[CONSIGNE 1]:
Répondez aux questions suivantes d'après le texte présenté :
(a) Quelle est la nationalité de Wahida ?
(b) À quel diplomate de la Renaissance Wahida consacre-t-elle une thèse ?
(c) Entre quelles années Wajdi Mouawad a-t-il monté la pièce de Sophocle ?

[TEXTE PRÉSENTÉ]:
• • • •
Eitan, allemand, aime Wahida, américaine. Seulement, Eitan est juif. Wahida est d’origine arabe, même si elle a abandonné la culture de ses ancêtres pour s’occidentaliser, à l’instar du diplomate de la Renaissance Hassan Al-Wazzan converti au christianisme à qui elle consacre une thèse. Or, le père d’Eitan est farouchement opposé à l’amour d’Eitan et de Wahida. Jusqu’au jour où Eitan est blessé dans un attentat terroriste et se retrouve dans le coma. A l’hôpital, la famille juive va devoir faire face à cette étrangère qu’ils ne veulent pas connaître, et réveiller un lointain passé que l’on avait tenté d’oublier.
Wajdi Mouawad a ses marottes. Les secrets de famille. Les conflits au Moyen Orient. Un souffle épique dans la narration.
Une fascination aussi pour le mythe d’Oedipe. Il avait fait entre 2010 et 2015 une magnifique mise en scène de la pièce de Sophocle. Quelques années auparavant, il en avait fait la réécriture dans son chef-d’oeuvre Incendies, qui l’a rendu célèbre auprès du grand public. Comme s’il n’avait pas encore fait le tour de la question, il réactive à nouveau ce mythe pour nous parler des conflits du vingt-et-unième siècle et des haines fratricides qui embrasent le monde moderne.
• • • •
[ENTRÉES DU JEU]:
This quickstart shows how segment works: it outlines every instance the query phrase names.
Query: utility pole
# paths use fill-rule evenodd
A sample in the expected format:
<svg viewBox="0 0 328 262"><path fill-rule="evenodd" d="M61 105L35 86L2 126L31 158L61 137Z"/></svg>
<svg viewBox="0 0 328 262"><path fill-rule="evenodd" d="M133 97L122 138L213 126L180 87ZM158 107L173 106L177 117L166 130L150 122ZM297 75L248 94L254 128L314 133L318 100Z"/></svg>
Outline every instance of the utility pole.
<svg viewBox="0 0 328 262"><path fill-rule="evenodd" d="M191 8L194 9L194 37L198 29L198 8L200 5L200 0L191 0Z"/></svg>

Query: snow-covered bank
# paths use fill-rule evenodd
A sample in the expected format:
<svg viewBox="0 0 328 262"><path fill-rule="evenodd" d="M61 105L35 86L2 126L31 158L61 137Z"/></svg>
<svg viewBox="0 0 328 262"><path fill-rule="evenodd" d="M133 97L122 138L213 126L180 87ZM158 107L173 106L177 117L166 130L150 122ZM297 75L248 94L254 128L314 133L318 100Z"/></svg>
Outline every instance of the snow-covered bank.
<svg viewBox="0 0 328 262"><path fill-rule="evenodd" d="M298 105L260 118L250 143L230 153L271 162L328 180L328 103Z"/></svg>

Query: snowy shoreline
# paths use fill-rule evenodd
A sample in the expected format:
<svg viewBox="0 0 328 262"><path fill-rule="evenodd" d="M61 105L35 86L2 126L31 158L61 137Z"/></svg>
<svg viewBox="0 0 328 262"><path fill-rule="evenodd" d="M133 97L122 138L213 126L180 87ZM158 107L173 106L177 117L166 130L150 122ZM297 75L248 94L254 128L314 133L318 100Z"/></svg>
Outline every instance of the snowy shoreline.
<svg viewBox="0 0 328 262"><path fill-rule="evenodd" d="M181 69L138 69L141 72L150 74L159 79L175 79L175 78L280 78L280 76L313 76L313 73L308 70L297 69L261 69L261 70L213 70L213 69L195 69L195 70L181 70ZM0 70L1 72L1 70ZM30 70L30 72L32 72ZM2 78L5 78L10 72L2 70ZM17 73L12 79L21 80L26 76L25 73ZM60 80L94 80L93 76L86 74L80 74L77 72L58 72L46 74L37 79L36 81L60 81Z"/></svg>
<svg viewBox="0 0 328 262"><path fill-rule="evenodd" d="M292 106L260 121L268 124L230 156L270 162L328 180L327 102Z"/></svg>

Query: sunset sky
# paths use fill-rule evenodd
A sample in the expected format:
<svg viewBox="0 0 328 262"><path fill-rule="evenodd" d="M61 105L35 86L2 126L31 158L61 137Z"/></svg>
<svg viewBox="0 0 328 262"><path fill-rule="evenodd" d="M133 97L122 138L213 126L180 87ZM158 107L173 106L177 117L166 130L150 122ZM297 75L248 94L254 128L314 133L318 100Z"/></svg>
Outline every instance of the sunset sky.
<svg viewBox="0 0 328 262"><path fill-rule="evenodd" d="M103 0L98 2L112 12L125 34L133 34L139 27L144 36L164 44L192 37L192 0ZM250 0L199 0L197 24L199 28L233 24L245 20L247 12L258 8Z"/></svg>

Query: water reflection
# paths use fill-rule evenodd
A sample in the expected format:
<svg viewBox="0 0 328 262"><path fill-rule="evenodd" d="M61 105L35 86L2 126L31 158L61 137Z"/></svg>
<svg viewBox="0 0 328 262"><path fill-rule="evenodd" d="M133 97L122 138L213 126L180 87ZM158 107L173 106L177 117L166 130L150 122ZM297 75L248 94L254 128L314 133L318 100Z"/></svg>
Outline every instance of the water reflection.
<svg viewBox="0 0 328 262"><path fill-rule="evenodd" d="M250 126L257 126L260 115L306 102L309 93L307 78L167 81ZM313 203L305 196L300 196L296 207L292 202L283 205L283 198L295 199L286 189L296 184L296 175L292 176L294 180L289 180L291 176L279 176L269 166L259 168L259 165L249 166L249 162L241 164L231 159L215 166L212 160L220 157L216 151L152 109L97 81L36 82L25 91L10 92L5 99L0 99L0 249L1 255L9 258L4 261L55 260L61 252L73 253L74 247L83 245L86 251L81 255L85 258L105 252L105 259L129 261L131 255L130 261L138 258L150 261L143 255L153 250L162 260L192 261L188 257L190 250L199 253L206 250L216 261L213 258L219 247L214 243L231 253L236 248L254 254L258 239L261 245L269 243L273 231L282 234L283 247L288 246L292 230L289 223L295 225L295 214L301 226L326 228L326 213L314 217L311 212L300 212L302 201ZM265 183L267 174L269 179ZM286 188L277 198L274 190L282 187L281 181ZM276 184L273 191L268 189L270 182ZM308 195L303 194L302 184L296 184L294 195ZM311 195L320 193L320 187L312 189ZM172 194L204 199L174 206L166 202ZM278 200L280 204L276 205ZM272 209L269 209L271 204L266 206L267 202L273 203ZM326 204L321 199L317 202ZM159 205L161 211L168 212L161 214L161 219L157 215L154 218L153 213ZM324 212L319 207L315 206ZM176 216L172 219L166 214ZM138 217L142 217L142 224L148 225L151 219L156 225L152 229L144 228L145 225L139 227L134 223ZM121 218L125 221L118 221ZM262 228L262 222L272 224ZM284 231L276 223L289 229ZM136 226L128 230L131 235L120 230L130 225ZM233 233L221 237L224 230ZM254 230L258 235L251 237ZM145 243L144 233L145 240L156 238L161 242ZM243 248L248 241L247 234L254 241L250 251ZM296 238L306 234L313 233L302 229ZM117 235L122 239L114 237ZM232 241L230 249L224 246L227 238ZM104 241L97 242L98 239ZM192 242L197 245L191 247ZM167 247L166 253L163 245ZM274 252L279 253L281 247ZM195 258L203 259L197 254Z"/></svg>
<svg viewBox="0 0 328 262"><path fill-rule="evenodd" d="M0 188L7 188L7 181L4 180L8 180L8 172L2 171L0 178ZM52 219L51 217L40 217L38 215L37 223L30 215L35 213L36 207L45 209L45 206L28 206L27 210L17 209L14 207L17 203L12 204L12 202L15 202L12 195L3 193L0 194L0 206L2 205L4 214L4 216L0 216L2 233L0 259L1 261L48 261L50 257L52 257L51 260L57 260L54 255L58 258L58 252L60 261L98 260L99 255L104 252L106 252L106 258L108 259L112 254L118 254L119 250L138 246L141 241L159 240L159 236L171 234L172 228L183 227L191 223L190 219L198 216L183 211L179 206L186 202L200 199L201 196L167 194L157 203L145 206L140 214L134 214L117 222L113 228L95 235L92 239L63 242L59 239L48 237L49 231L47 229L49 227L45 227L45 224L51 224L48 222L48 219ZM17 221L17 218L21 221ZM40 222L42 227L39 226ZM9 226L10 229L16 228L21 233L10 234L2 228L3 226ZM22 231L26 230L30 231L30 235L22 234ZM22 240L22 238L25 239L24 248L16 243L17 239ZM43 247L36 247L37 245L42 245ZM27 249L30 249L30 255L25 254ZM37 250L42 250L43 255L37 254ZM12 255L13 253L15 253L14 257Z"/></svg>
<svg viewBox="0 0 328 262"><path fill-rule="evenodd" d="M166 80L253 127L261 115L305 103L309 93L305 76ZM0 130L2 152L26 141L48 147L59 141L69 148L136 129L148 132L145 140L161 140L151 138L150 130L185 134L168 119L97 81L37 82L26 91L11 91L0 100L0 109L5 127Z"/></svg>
• • • •
[CONSIGNE 2]:
Indiquez combien de lignes des entrées contiennent le mot « every ». Donnez uniquement ce nombre.

[RÉPONSE 1]:
(a) Américaine.
(b) Hassan Al-Wazzan.
(c) Entre 2010 et 2015.

[RÉPONSE 2]:
6